SHORT EXERCISE | Every line from the line containing "Can you see the street" through the final line of the data is to be printed exactly; no other line is to appear.

SOURCE RECORDS |
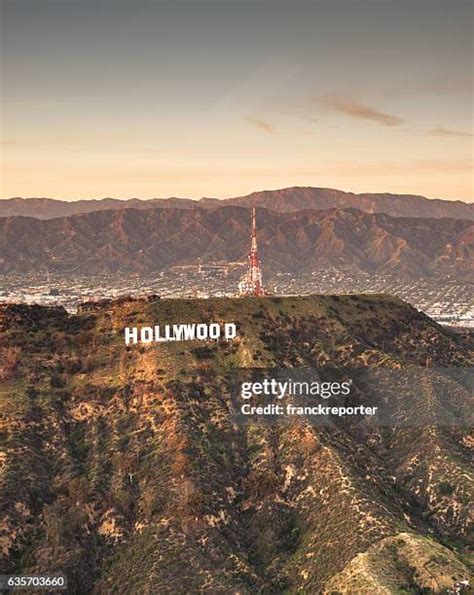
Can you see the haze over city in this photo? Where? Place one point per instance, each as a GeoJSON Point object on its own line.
{"type": "Point", "coordinates": [220, 99]}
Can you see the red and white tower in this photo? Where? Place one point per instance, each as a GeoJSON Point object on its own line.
{"type": "Point", "coordinates": [251, 283]}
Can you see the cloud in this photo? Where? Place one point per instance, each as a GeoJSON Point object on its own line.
{"type": "Point", "coordinates": [261, 124]}
{"type": "Point", "coordinates": [357, 109]}
{"type": "Point", "coordinates": [440, 131]}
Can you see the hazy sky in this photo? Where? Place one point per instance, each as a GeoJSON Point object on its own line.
{"type": "Point", "coordinates": [150, 98]}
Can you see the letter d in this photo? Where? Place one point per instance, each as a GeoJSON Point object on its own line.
{"type": "Point", "coordinates": [230, 330]}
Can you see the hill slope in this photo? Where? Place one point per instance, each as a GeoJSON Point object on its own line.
{"type": "Point", "coordinates": [125, 468]}
{"type": "Point", "coordinates": [131, 240]}
{"type": "Point", "coordinates": [286, 200]}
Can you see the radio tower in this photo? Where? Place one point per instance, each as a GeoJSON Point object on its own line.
{"type": "Point", "coordinates": [251, 283]}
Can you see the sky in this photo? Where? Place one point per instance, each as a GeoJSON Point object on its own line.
{"type": "Point", "coordinates": [153, 99]}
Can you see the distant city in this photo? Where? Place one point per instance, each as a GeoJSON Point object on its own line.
{"type": "Point", "coordinates": [446, 300]}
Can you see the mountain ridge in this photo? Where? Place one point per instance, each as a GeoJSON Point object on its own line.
{"type": "Point", "coordinates": [143, 241]}
{"type": "Point", "coordinates": [286, 199]}
{"type": "Point", "coordinates": [125, 469]}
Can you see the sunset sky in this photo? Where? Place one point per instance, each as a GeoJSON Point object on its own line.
{"type": "Point", "coordinates": [153, 99]}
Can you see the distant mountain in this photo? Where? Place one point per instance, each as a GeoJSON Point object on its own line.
{"type": "Point", "coordinates": [125, 469]}
{"type": "Point", "coordinates": [286, 200]}
{"type": "Point", "coordinates": [397, 205]}
{"type": "Point", "coordinates": [132, 240]}
{"type": "Point", "coordinates": [50, 208]}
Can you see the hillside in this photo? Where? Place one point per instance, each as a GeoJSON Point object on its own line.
{"type": "Point", "coordinates": [125, 468]}
{"type": "Point", "coordinates": [131, 240]}
{"type": "Point", "coordinates": [285, 200]}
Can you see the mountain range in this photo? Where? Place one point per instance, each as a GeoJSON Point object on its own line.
{"type": "Point", "coordinates": [125, 469]}
{"type": "Point", "coordinates": [146, 241]}
{"type": "Point", "coordinates": [286, 200]}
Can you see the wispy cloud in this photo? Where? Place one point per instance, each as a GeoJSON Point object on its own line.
{"type": "Point", "coordinates": [440, 131]}
{"type": "Point", "coordinates": [261, 124]}
{"type": "Point", "coordinates": [351, 107]}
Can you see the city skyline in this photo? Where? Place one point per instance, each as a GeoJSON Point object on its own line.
{"type": "Point", "coordinates": [156, 99]}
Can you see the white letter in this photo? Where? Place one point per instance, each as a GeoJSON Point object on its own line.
{"type": "Point", "coordinates": [201, 332]}
{"type": "Point", "coordinates": [131, 334]}
{"type": "Point", "coordinates": [214, 330]}
{"type": "Point", "coordinates": [146, 334]}
{"type": "Point", "coordinates": [230, 330]}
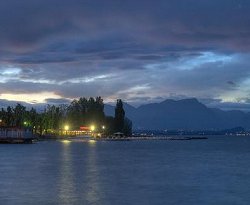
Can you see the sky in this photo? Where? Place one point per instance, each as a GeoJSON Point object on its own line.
{"type": "Point", "coordinates": [142, 51]}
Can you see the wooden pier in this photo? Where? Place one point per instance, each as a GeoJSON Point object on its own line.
{"type": "Point", "coordinates": [13, 135]}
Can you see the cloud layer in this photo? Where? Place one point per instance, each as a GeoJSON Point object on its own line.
{"type": "Point", "coordinates": [141, 51]}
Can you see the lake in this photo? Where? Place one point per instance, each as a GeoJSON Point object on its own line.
{"type": "Point", "coordinates": [213, 171]}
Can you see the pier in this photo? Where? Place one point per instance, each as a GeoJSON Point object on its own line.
{"type": "Point", "coordinates": [13, 135]}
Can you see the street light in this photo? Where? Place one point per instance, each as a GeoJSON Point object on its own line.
{"type": "Point", "coordinates": [92, 128]}
{"type": "Point", "coordinates": [66, 127]}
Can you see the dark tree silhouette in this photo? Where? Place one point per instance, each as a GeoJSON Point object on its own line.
{"type": "Point", "coordinates": [119, 116]}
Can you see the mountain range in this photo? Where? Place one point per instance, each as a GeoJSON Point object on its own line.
{"type": "Point", "coordinates": [187, 114]}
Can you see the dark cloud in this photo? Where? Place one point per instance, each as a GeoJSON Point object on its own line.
{"type": "Point", "coordinates": [142, 50]}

RESPONSE TO THIS EXERCISE |
Can you see the street light in this photo? Where? Place one point per instance, each as a GeoJSON Point object on its own line.
{"type": "Point", "coordinates": [92, 128]}
{"type": "Point", "coordinates": [66, 127]}
Can you see the dark tree silhouette in this photo? Where? Place one point per instance, each as a GeoJSON Point object on its own line.
{"type": "Point", "coordinates": [119, 116]}
Can you see the mountain range in this photo? Where? Place one point per instance, each as a GeoJSON Point object on its own line.
{"type": "Point", "coordinates": [187, 114]}
Can you see the dark cloud in this photo? Where? Place one point per instance, each as a GeoJSON Point object on its own line.
{"type": "Point", "coordinates": [142, 50]}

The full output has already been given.